--- 作業指示 ---
映画評の本文のうち、「2007-12-08 14:52:49 | 映画」で始まり「底、一筋縄ではいかないのだ。」で終わる部分を一字一句変えずに書き写してください。

--- 本文 ---

東京猫暮らし

東京在住の40代自由業男と2匹の猫とののどかな日常

『インランド・エンパイア』デイヴィッド・リンチ

2007-12-08 14:52:49 | 映画
先日某紙に書いた映画評です。

『インランド・エンパイア』デイヴィッド・リンチ

思わず鳥肌が立つ映像世界、とでも言えばいいのだろうか。試写室の効きすぎた冷房のせいではない。次々と押し寄せる濃密なシーンの数々が、どこか神経を直接刺激してくるのだ。前回の傑作『マルホランド・ドライブ』(2001年)で世界を震撼させた巨匠デイヴィッド・リンチが、更にスケールアップして、強烈な問題作を送り出してきた。
 ニッキー(ローラ・ダーン)は、いわくつきの未完のポーランド映画『47』のリメイク『暗い明日の空の下で』で再起をかけるハリウッド女優。やがて、映画の撮影とリンクするように、私生活でも相手役のデヴォン(ジャスティン・セロー)と不倫をしてしまう。やがて、ニッキーの中で役柄と自分、映画と現実の世界の区別が付かなくなっていく、という一応の物語らしき設定はある。しかし、そこはデイヴィッド・リンチ。到底、一筋縄ではいかないのだ。
 この女優・ニッキーの世界に、映画内映画『暗い明日の空の下で』のシーン、もうひとつの映画内映画『47』のシーン、更に3人の謎のウサギ人間たちの部屋の会話、テレビモニターに映る映像を泣きながら観ている少女、という「5つの世界」が複雑に交錯し、やがてその境界さえも曖昧となっていく。登場人物や時制がどんどん入れ替わり、目まぐるしく展開していく。
 リンチは、今回の作品のテーマを「woman in trouble」(トラブルに遭った女)の話だと言う。夢と現実が溶解していく中で、アイデンティティーを見失うハリウッド女優の悲哀?

位置アノテーションデータセット抜粋:
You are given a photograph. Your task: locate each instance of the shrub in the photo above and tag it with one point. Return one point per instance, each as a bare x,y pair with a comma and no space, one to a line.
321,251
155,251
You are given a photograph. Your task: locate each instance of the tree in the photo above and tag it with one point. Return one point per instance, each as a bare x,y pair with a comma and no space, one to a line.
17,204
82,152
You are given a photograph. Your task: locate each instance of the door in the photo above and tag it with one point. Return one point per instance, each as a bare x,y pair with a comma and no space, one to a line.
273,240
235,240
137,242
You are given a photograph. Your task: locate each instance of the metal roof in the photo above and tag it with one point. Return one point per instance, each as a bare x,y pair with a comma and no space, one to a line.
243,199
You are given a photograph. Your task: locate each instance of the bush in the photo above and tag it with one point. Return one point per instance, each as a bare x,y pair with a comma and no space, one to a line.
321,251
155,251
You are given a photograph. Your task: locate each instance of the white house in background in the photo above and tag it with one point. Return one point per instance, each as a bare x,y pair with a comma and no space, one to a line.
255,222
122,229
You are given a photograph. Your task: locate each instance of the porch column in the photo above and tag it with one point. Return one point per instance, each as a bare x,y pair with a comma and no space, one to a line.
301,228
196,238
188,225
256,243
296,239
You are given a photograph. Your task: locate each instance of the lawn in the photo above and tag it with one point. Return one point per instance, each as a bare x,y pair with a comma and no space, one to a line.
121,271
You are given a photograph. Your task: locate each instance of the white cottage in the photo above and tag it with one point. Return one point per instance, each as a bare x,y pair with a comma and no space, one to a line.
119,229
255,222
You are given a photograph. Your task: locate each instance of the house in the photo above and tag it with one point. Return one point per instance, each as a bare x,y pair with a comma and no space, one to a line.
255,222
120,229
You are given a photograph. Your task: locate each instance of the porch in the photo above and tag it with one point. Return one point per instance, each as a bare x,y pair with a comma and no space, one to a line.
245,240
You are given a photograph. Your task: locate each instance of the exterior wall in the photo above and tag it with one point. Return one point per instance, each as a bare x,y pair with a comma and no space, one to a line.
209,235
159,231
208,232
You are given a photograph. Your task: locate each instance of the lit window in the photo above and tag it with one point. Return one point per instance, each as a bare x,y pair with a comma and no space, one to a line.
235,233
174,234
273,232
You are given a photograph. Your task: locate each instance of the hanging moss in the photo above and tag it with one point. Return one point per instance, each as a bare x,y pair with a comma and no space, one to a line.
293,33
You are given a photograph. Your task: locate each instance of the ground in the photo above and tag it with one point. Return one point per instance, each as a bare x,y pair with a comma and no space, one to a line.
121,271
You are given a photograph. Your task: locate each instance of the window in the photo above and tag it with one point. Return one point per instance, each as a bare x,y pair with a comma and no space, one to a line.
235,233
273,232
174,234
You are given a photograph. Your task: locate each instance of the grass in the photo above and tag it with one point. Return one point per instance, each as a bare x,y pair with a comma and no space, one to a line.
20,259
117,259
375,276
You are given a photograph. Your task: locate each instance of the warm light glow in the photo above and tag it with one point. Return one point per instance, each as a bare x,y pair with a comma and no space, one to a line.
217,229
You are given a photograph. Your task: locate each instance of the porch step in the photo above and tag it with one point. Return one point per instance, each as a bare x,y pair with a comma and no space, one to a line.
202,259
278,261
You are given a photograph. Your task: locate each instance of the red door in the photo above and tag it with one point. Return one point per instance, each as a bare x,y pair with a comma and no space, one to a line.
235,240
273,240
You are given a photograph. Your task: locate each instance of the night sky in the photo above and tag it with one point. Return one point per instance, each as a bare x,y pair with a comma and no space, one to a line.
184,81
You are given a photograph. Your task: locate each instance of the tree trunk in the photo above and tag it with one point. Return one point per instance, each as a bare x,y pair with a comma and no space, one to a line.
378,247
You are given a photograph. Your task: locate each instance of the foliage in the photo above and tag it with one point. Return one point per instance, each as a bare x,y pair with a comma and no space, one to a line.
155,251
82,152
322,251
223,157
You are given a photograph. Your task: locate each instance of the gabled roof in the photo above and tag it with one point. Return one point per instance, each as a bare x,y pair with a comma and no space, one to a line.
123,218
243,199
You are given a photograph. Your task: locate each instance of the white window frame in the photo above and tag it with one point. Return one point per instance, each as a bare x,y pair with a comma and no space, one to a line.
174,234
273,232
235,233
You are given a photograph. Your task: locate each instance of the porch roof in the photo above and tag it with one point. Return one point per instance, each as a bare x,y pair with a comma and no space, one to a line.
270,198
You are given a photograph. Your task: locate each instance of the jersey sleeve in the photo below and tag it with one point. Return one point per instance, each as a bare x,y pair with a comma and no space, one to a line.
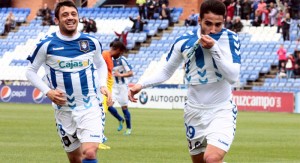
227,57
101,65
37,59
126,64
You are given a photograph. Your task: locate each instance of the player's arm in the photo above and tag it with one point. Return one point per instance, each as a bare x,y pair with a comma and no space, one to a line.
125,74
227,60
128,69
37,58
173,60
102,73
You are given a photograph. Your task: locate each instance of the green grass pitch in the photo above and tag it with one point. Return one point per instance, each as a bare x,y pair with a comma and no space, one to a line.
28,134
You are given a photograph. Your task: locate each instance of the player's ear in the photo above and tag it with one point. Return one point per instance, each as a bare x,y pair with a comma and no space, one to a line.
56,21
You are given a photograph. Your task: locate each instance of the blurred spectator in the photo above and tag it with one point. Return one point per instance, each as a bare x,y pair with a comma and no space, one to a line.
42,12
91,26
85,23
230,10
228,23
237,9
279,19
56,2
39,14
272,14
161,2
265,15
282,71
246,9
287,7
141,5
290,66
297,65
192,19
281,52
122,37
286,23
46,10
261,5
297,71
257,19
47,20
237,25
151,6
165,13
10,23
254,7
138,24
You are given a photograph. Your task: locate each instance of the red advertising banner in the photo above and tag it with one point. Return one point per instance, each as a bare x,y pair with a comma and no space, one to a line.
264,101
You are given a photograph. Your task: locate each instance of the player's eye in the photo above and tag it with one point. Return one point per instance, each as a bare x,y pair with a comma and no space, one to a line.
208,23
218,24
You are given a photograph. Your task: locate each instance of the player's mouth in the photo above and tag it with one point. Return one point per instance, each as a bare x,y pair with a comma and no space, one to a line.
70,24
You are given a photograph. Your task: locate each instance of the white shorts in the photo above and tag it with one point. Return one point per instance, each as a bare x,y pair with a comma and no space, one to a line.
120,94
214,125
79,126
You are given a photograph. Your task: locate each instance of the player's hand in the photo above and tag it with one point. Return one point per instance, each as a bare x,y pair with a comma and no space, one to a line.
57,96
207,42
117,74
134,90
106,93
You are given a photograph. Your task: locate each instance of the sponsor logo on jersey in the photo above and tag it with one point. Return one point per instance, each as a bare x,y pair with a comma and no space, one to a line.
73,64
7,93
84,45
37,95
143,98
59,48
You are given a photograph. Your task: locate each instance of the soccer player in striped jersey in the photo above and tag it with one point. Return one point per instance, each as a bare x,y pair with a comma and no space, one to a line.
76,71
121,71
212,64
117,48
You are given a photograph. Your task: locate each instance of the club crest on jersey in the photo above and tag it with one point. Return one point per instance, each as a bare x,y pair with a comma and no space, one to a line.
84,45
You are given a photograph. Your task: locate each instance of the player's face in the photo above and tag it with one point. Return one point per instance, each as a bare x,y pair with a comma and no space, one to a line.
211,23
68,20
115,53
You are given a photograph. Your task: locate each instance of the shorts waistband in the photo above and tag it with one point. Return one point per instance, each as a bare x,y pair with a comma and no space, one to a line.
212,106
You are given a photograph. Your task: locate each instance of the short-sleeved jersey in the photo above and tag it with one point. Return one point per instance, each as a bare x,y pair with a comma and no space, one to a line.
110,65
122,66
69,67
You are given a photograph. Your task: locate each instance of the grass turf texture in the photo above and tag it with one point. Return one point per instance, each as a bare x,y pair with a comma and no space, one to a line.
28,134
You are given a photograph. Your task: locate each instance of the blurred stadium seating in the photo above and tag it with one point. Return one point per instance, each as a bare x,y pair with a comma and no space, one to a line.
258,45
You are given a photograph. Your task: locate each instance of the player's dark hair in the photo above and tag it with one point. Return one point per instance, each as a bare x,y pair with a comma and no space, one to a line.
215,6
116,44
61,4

---

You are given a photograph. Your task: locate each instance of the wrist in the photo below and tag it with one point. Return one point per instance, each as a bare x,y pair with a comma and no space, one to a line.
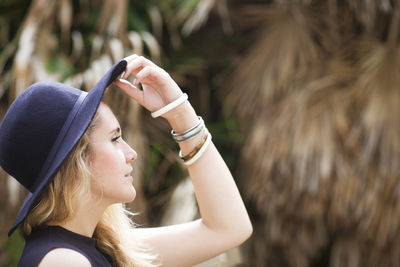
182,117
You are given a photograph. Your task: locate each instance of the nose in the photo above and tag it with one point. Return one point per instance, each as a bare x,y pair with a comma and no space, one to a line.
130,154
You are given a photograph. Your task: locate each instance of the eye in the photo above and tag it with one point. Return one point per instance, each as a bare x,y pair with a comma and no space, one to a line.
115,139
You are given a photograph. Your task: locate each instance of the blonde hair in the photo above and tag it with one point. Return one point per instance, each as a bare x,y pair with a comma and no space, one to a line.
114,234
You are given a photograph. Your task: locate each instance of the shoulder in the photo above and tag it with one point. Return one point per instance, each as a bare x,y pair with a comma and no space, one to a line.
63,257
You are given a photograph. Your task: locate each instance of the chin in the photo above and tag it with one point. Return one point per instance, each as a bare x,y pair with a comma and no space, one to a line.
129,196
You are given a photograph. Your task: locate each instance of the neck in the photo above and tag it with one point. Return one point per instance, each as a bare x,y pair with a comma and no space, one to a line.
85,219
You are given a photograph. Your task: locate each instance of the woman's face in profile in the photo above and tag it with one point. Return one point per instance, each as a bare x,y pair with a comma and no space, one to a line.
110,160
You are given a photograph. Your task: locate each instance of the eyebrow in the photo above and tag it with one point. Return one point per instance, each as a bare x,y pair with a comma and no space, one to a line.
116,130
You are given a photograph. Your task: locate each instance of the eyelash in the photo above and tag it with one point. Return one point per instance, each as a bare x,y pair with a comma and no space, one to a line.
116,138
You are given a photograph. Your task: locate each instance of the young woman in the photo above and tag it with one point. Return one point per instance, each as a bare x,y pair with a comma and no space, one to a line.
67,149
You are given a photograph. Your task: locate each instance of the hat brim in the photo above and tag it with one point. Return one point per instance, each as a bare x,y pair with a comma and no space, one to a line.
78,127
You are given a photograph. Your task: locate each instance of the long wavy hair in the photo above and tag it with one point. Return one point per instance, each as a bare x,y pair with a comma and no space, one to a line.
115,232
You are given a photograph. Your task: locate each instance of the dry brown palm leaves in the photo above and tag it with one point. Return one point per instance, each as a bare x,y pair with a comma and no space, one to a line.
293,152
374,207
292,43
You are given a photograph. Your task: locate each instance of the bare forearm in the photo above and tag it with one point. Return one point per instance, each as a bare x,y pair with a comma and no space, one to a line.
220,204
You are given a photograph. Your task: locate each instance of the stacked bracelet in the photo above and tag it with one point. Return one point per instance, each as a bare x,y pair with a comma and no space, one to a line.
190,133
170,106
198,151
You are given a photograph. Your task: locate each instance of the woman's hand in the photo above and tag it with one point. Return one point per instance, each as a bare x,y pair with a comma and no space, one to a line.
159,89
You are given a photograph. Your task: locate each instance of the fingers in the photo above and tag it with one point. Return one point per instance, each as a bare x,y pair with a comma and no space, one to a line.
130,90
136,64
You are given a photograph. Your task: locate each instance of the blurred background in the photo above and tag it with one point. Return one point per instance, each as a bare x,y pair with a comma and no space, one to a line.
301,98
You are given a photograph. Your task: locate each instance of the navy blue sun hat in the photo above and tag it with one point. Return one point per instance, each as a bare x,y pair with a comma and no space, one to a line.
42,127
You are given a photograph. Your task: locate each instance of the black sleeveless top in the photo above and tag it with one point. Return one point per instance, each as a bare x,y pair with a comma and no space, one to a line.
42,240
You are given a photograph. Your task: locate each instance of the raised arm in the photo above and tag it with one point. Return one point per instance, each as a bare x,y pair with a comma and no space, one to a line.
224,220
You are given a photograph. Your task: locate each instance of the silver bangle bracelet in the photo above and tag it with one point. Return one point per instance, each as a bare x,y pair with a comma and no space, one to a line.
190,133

--- 出力結果 ---
2007-12-08 14:52:49 | 映画
先日某紙に書いた映画評です。

『インランド・エンパイア』デイヴィッド・リンチ

思わず鳥肌が立つ映像世界、とでも言えばいいのだろうか。試写室の効きすぎた冷房のせいではない。次々と押し寄せる濃密なシーンの数々が、どこか神経を直接刺激してくるのだ。前回の傑作『マルホランド・ドライブ』(2001年)で世界を震撼させた巨匠デイヴィッド・リンチが、更にスケールアップして、強烈な問題作を送り出してきた。
 ニッキー(ローラ・ダーン)は、いわくつきの未完のポーランド映画『47』のリメイク『暗い明日の空の下で』で再起をかけるハリウッド女優。やがて、映画の撮影とリンクするように、私生活でも相手役のデヴォン(ジャスティン・セロー)と不倫をしてしまう。やがて、ニッキーの中で役柄と自分、映画と現実の世界の区別が付かなくなっていく、という一応の物語らしき設定はある。しかし、そこはデイヴィッド・リンチ。到底、一筋縄ではいかないのだ。